▶ _Tekstfragment_
__________

Gazet van Antwerpen Stad en Rand

“Als dit niet als een tvprogramm­a was gestart, zou ik meteen gestopt zijn”

- Van onze redacteur Hans Jacobs in PyeongChan­g

Z e overleefde 34 remsters, of twaalf jaar, waarin ze haar bijnaam Queen of Speed kreeg als een van de beste stuurvrouw­en ter wereld. Of drie Olympische Spelen, met een zesde plaats als beste resultaat. Of tranen van miserie en geluk. Morgen begint bobsleeste­r Elfje Willemsen (33) met remster Sara Aerts aan haar olympische afscheid. “Breng maar een doos zakdoekjes mee, het zal nodig zijn.”

Elfje, knijp jij je soms niet de wangen? Dit is begonnen als een grap, een tvprogramm­a op Canvas waarin Belgische atletes met een bobslee naar de Olympische Spelen wilden.

“Eerlijk, jij had toch ook nooit gedroomd dat we het zover zouden schoppen?”

Euh…

“Ik ook niet, hoor. Niemand. In 2007, 2008, zelfs 2009 dacht ik dat ik nooit die Spelen zou halen. Zelfs toen we boven verwachtin­g Vancouver 2010 haalden, zei ik tot 2012 elke keer: Elfje dit was mooi, maar hier stopt het project.

Maar het bleef maar doorgaan.”

Wat herinner je je nog van je eerste Spelen?

“Wel, veel meer dan van Sotchi 2014. Die tweede Olympische Spelen waren we veel meer bezig met goede prestaties, in Vancouver primeerde de ervaring. Onze ogen gingen nogal open, ik herinner me elke seconde van de openingsce­remonie. Iedereen dacht: Die doen wat mee. Wij dachten: Wij willen hier niet de laatsten zijn. Dat was ons hoofddoel, ik moet daar eerlijk in zijn. En we wérden niet laatste.”

__________

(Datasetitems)
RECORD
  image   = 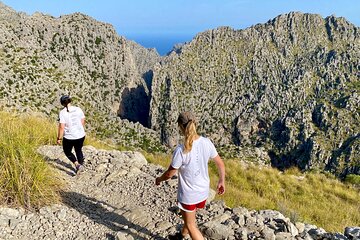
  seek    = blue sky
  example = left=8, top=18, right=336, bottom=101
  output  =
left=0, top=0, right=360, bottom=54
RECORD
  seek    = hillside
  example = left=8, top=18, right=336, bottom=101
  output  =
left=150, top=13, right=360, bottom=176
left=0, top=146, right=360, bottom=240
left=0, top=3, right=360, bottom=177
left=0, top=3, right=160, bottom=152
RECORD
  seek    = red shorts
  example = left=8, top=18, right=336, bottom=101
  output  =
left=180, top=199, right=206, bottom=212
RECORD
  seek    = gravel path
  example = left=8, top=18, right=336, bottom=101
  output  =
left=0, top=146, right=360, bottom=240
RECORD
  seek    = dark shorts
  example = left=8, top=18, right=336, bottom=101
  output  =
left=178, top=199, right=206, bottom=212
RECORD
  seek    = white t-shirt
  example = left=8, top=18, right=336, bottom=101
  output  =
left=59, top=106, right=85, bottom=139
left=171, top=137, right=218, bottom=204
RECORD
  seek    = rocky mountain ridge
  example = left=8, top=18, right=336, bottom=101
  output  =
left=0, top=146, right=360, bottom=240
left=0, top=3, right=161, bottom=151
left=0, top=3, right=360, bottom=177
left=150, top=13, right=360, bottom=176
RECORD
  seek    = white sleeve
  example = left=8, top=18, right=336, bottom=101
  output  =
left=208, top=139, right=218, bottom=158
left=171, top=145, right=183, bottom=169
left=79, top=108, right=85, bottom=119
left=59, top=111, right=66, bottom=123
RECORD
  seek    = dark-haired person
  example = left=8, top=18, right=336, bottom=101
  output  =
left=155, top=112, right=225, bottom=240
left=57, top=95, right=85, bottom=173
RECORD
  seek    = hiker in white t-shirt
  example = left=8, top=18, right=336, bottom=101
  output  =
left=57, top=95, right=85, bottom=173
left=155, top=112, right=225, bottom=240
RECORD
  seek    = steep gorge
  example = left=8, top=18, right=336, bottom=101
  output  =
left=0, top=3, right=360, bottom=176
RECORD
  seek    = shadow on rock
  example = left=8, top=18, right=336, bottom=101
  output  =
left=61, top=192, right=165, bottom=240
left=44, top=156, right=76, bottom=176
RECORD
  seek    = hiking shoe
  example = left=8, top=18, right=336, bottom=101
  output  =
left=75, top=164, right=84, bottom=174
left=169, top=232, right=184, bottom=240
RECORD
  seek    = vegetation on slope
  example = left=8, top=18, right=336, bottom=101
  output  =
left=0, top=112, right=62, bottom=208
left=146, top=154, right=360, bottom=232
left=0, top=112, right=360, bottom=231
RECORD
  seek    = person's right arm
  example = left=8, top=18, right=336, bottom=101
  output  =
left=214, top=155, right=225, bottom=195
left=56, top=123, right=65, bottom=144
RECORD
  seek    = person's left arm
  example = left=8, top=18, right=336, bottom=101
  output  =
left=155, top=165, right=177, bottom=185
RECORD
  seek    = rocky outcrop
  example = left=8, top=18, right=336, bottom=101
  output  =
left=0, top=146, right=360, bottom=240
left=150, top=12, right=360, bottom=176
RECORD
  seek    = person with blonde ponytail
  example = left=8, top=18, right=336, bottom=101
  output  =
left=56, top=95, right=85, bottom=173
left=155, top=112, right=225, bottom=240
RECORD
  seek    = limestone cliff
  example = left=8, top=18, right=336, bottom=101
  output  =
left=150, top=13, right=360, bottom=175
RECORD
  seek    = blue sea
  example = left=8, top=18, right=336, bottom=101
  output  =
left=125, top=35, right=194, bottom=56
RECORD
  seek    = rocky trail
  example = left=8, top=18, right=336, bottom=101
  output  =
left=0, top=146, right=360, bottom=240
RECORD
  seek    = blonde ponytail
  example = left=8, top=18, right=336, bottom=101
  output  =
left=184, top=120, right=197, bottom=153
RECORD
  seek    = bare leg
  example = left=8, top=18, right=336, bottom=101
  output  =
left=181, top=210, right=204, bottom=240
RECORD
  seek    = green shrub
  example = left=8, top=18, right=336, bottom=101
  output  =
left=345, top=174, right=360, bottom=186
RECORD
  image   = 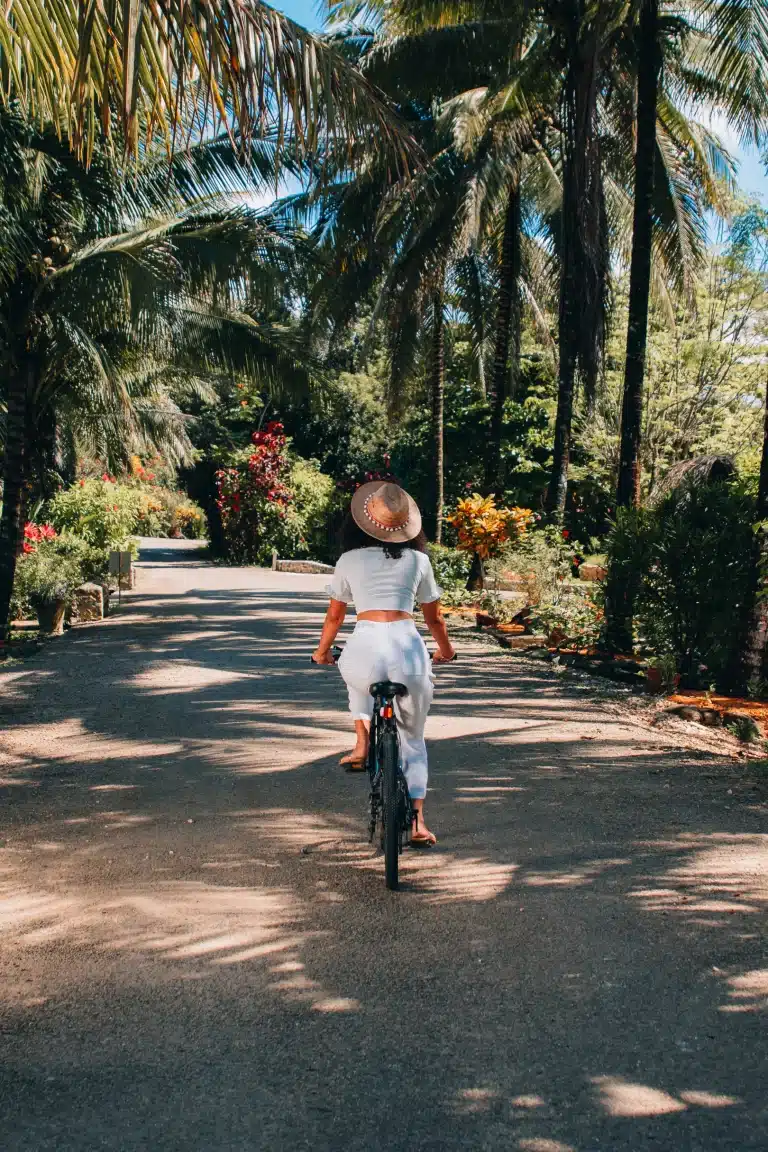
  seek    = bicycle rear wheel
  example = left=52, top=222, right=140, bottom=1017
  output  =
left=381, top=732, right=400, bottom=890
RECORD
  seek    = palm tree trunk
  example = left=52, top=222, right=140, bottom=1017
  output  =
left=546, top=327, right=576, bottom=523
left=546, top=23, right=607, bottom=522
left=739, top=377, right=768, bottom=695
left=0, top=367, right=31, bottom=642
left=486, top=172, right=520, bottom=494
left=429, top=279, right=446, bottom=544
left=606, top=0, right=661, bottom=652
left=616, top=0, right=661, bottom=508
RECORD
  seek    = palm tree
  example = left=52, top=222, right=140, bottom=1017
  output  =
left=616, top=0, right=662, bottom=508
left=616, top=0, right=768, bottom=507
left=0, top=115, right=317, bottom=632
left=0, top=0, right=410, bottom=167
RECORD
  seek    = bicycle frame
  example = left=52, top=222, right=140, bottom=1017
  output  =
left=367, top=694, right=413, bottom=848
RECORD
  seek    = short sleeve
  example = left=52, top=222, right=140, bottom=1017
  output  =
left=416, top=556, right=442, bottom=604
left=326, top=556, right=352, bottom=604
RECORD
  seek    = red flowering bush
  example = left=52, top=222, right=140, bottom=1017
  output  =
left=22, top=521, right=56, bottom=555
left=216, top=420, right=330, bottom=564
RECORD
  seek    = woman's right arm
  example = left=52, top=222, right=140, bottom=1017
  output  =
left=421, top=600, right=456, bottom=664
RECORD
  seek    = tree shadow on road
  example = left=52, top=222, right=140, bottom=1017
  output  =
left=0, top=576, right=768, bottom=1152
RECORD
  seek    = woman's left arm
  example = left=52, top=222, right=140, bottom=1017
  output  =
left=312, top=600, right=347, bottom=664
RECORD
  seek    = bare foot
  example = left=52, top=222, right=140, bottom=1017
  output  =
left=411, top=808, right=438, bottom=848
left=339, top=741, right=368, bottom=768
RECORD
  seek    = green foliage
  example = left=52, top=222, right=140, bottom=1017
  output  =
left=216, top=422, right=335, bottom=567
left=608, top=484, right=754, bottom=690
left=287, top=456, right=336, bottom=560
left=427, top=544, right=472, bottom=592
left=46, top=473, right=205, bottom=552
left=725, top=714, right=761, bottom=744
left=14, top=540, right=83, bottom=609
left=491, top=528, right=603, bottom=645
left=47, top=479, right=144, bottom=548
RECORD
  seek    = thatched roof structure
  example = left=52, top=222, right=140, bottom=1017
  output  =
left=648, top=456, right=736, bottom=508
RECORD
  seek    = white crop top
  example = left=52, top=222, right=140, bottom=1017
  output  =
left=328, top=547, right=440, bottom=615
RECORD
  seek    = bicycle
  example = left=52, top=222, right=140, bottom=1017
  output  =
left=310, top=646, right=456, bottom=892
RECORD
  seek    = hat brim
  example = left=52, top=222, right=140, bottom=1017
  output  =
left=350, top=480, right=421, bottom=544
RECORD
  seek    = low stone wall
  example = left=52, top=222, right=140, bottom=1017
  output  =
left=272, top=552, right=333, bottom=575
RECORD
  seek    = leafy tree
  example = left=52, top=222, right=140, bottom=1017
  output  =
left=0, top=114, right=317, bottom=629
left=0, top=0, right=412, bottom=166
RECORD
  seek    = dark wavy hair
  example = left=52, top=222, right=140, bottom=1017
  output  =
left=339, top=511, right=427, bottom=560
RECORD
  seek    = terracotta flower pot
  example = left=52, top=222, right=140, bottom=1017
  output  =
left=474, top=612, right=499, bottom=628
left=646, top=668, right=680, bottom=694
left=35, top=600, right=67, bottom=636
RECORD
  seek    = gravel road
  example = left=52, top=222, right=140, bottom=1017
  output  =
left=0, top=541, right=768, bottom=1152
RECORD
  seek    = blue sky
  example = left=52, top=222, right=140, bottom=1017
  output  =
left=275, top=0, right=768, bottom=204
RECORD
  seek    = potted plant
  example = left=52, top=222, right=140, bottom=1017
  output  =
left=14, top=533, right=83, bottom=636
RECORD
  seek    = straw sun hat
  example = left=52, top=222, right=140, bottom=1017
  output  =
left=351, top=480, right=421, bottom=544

__________

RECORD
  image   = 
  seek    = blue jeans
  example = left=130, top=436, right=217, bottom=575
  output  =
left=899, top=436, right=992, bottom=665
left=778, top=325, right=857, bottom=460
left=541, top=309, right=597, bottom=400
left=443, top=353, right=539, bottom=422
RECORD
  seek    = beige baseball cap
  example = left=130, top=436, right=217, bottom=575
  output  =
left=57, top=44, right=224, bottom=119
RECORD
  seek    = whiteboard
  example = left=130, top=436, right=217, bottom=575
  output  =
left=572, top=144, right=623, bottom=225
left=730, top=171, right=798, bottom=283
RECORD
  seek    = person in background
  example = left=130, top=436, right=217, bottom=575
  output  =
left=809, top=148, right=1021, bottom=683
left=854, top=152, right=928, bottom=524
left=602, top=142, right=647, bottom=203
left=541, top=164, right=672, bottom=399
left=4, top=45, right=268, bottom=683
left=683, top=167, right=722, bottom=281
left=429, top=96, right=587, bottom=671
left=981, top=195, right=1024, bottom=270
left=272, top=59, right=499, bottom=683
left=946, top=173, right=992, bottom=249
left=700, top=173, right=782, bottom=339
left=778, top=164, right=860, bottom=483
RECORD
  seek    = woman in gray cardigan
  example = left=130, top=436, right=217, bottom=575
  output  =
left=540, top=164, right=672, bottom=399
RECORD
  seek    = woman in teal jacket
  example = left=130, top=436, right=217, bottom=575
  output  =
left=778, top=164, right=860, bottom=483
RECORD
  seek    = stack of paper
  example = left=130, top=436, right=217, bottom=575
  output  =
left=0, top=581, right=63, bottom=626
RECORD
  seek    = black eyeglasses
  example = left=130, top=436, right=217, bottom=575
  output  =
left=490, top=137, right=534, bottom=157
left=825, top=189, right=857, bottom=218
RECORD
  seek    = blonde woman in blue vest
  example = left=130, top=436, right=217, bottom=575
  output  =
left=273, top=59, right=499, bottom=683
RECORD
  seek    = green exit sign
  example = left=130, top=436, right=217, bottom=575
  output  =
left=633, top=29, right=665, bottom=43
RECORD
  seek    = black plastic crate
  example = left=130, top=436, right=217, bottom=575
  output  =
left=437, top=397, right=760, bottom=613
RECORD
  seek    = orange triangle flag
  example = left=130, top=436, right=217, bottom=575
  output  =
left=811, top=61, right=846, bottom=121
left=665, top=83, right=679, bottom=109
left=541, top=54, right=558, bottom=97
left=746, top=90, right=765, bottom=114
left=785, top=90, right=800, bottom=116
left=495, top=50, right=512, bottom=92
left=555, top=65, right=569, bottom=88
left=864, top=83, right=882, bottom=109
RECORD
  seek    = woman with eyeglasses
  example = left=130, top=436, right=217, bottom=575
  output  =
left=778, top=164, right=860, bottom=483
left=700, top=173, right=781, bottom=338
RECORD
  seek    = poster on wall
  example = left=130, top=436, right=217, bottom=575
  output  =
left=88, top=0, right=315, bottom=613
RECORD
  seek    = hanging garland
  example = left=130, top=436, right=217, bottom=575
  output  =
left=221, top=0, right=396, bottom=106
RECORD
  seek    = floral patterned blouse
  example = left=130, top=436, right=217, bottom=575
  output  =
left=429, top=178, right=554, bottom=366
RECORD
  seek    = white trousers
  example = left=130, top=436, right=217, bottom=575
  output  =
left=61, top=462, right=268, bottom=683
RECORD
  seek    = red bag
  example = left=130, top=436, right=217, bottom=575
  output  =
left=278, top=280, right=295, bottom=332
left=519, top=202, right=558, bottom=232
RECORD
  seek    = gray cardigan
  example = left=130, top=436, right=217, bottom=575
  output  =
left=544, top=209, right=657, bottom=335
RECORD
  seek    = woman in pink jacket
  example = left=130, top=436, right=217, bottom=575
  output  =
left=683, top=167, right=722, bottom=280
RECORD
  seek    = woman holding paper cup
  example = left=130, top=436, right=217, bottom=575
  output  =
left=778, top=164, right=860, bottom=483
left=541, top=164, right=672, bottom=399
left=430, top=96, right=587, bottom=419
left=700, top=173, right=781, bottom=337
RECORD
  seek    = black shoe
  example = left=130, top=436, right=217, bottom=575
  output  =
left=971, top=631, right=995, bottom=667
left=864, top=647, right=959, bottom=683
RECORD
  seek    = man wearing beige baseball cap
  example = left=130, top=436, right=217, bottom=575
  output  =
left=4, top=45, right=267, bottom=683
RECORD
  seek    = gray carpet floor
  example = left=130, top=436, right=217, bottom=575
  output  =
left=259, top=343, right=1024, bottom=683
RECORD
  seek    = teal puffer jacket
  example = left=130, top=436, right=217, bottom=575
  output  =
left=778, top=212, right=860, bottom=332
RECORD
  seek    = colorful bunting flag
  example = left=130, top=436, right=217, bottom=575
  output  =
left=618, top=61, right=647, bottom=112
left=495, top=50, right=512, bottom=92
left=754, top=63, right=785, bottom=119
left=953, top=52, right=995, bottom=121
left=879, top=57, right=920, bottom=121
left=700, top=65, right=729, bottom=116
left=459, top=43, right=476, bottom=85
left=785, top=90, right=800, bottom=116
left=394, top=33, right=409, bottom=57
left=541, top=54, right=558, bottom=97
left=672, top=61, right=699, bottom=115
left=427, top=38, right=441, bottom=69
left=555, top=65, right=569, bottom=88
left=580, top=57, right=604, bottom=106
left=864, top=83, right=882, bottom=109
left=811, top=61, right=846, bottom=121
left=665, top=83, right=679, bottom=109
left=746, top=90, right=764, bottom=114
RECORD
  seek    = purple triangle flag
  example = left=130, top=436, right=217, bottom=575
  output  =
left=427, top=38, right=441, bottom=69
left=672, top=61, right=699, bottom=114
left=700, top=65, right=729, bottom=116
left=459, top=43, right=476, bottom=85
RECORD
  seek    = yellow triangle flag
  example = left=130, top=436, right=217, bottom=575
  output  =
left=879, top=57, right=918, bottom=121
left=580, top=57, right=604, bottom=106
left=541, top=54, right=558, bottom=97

__________

▶ _Wat te doen_
**a.** Beantwoord deze vragen over het tekstfragment:
(i) Hoeveel remsters overleefde Elfje Willemsen?
(ii) Met welke remster begint ze aan haar olympische afscheid?
(iii) Wat noemt ze het hoofddoel in Vancouver?
**b.** Vermeld elke regel uit de records waarin de tekenreeks "dark" voorkomt.

▶ _Resultaten per opdracht_
**a.**
(i) 34 remsters.
(ii) Met Sara Aerts.
(iii) Niet de laatsten zijn.

**b.**
  seek    = dark shorts
  seek    = dark-haired person
  seek    = dark wavy hair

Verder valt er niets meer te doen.